[BEGIN TEXT SEGMENT]
# Forum Home Renovation Stairs, Steps and Ramps  Easy way to add risers to open tread stairs?

## Hoolio68

Hi there, hoping some chippies may be able to help...we have open tread interior stairs with a plywood backing that have been painted in a light colour. Not only does it really show dirt and wear and tear, we have a curious young toddler, and would like to carpet down the centre of the stairs to minimise future fall impacts! This is tricky to do on open tread, so I'm wanting to know an easy way to add risers to these stairs, given there is not much access behind the stairs. Can they be pre-painted and then glued or is there a way of attaching that won't show on the treads? Thanks!!  :2thumbsup:

----------


## rhancock

Pocket hole screws can be used to fix risers.  Have a look at the review here.  If you search for posts by Dean on the Woodwork forum, you should find a post about these stairs.  I've seen them and they look great!
[END TEXT SEGMENT]
[BEGIN STORED ROWS]
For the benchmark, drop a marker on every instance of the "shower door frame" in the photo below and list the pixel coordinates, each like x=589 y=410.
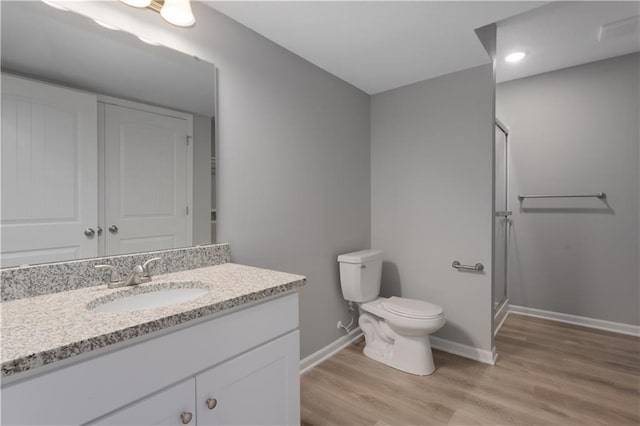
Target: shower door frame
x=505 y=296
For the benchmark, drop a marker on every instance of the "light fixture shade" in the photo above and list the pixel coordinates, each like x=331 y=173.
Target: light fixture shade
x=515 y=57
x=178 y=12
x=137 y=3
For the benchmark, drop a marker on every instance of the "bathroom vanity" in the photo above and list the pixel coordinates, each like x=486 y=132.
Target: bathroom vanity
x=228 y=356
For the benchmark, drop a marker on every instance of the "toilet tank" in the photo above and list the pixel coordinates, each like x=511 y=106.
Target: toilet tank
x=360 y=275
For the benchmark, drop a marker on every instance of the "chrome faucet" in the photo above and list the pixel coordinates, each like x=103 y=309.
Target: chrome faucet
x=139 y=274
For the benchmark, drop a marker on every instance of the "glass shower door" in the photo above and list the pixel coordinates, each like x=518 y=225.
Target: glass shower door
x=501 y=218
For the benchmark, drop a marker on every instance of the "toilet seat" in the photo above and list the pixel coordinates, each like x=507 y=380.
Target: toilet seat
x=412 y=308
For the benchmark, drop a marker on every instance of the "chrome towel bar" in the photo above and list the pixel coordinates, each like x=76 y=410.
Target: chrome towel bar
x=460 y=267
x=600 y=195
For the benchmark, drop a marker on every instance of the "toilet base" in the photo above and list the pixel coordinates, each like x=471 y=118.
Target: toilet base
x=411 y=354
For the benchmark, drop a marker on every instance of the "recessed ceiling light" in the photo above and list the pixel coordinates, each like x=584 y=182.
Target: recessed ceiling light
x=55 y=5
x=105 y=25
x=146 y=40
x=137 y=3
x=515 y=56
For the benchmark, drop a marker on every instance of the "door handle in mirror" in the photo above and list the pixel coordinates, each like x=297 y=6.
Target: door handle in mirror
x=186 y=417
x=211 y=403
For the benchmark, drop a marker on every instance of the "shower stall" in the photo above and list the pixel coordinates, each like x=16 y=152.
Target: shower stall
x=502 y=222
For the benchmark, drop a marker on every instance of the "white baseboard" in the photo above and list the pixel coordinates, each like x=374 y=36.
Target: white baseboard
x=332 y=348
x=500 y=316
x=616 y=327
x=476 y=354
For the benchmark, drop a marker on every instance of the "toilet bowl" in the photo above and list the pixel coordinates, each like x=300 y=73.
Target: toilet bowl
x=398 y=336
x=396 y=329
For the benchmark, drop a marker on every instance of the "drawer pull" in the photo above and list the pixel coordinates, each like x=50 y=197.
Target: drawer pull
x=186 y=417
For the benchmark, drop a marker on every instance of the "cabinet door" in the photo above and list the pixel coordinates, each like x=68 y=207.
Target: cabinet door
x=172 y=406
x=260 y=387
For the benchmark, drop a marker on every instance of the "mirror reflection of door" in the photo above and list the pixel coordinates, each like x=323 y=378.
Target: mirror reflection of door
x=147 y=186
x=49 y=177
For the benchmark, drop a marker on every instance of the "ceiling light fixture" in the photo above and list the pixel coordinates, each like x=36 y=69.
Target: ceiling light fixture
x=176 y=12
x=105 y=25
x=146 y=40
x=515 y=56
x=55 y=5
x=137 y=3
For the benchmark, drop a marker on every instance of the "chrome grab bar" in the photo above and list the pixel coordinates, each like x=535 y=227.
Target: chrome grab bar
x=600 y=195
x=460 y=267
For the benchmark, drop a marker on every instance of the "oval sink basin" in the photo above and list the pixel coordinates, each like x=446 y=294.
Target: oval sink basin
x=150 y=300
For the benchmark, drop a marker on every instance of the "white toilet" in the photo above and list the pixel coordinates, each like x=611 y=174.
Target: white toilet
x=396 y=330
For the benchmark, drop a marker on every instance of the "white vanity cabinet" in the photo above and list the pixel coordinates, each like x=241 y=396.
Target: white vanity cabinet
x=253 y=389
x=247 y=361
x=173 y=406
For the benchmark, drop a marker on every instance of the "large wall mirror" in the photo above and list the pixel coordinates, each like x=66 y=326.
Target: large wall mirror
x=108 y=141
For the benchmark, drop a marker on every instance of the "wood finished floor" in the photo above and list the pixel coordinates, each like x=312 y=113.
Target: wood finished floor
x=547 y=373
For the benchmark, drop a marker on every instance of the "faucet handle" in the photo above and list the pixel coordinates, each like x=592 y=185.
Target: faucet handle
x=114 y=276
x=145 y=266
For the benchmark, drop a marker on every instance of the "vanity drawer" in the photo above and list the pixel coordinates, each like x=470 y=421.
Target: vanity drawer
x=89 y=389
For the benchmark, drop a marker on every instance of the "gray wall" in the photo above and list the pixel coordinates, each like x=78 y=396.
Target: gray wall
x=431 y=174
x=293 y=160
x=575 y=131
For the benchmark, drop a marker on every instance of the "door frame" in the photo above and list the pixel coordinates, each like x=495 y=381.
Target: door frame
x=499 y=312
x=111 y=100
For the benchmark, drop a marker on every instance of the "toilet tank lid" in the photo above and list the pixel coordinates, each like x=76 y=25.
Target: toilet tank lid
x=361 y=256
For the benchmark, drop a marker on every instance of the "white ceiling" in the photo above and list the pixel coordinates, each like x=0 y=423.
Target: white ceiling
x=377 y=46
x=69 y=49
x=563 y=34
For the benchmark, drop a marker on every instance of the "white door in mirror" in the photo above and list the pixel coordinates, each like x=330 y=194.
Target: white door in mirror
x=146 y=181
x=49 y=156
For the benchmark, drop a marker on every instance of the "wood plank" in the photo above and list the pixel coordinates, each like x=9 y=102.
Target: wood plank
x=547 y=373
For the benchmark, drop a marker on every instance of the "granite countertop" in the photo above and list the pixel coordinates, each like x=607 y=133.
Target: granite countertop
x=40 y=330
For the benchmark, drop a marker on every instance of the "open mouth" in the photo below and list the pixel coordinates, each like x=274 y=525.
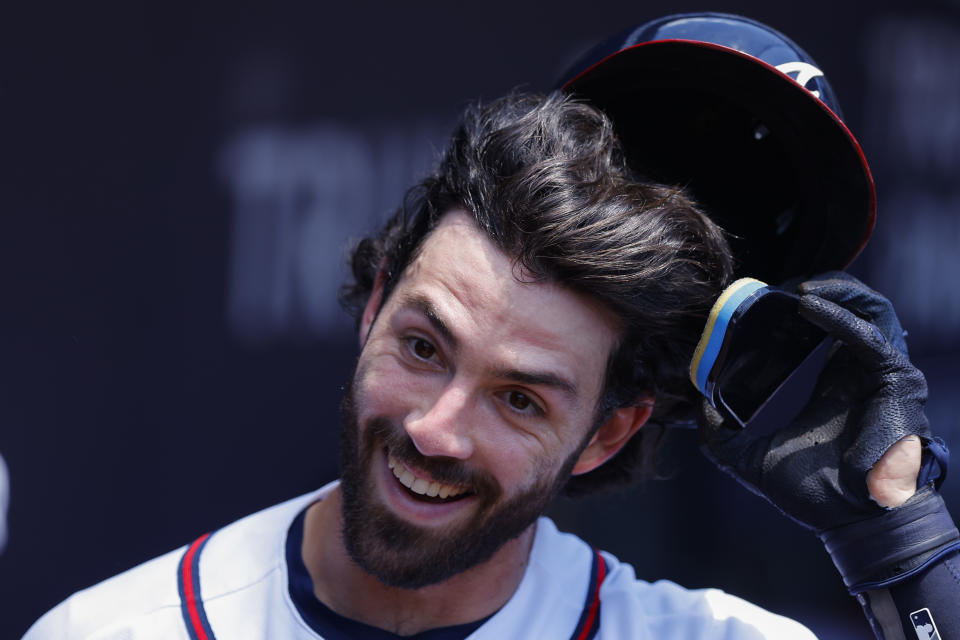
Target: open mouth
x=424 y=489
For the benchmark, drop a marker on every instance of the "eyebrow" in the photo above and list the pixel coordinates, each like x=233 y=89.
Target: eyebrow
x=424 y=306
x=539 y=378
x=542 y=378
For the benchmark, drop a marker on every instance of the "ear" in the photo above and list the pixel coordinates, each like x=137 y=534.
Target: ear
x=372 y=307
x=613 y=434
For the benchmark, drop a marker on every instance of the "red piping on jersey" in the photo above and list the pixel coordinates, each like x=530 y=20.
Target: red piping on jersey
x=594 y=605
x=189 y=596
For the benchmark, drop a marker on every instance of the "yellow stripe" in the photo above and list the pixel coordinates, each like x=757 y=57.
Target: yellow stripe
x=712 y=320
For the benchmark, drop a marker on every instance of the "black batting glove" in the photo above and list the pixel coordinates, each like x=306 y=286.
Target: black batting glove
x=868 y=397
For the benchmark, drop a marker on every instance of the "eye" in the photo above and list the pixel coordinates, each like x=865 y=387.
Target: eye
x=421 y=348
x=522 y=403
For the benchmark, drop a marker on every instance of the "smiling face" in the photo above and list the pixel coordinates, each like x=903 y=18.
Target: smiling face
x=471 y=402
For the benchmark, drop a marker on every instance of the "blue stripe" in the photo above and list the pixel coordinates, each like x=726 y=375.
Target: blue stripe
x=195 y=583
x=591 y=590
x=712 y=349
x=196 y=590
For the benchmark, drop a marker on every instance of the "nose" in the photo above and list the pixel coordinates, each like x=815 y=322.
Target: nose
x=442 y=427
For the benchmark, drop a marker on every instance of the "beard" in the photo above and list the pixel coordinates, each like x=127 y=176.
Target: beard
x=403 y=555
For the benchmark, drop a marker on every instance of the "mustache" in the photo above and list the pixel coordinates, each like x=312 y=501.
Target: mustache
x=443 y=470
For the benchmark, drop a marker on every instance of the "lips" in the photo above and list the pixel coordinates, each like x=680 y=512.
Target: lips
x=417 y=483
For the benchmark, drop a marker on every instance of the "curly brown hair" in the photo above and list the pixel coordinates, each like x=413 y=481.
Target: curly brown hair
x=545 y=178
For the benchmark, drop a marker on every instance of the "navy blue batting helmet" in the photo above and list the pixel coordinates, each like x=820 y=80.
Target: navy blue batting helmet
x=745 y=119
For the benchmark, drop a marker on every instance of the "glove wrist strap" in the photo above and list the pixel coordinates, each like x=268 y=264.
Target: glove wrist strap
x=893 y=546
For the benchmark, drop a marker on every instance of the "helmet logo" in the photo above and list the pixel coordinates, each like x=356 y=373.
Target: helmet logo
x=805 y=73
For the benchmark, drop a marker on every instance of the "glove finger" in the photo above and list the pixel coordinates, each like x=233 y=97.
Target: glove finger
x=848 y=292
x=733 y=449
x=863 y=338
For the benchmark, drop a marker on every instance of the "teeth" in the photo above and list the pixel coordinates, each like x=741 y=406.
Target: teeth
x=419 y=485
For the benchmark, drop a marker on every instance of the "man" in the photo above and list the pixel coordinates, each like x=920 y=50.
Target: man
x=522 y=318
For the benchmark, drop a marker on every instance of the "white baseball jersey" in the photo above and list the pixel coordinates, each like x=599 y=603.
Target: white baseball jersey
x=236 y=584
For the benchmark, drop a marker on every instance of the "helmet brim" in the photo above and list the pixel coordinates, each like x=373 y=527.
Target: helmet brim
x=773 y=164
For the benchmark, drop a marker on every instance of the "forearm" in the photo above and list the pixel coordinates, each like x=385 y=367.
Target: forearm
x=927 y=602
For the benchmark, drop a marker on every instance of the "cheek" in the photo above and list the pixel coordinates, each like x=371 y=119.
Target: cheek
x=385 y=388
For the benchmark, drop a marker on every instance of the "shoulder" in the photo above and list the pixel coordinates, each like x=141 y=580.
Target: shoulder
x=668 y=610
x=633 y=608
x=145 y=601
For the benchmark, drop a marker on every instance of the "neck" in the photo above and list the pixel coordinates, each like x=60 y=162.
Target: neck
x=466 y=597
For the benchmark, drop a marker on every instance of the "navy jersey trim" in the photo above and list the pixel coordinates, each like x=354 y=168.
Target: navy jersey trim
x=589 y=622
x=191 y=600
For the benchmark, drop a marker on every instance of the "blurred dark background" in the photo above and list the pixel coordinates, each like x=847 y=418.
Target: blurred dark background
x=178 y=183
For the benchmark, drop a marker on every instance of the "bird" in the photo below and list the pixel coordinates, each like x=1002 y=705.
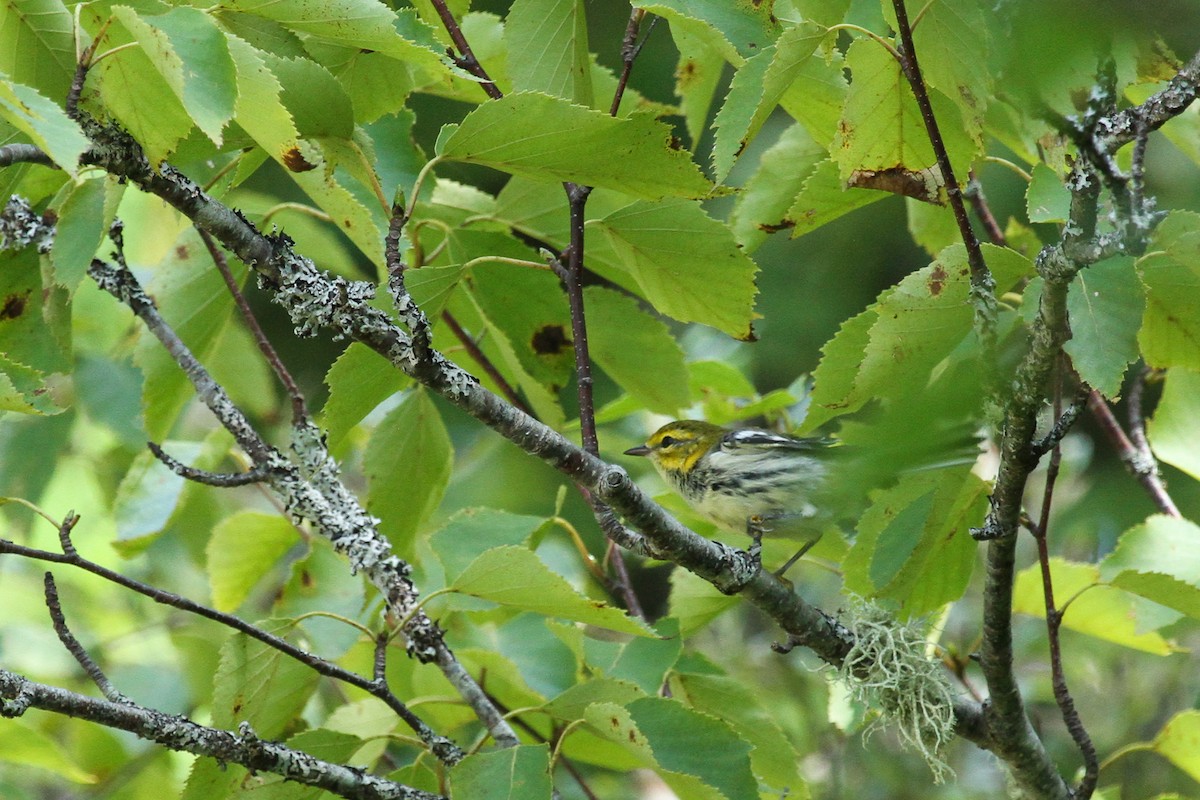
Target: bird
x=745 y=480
[END STORED ROWS]
= INSTRUCTIONS =
(1) Could you copy word for word the lines of the records from the line with "like x=865 y=387." up to and including the line with "x=522 y=403"?
(2) Can you write what comes next in the forum thread about adding risers to open tread stairs, following on from its final post?

= EXERCISE RESPONSES =
(1)
For the benchmark, drop a marker on every instance of the "eye" in the photo above and list the pixel coordinates, each like x=865 y=387.
Target: eye
x=421 y=348
x=522 y=403

(2)
----------


## Ronaldo451

You might be able to screw battens along the underneath front of the treads, recessed by the depth of your infill material, to give you something for the risers to screw into but then you would be relying upon glue to hold the base of the riser in place so you'd need to tell the carpet layer to go easy on them. Alternatively you could run 2 or 3 battens depthways under the tread with an overhang at the back for the riser of the step above to rest on - that would give a bit extra support and gluing surface (I never like relying just on glue). 
Either way the risers could be prepainted with a bit of a patch up later on the screw holes.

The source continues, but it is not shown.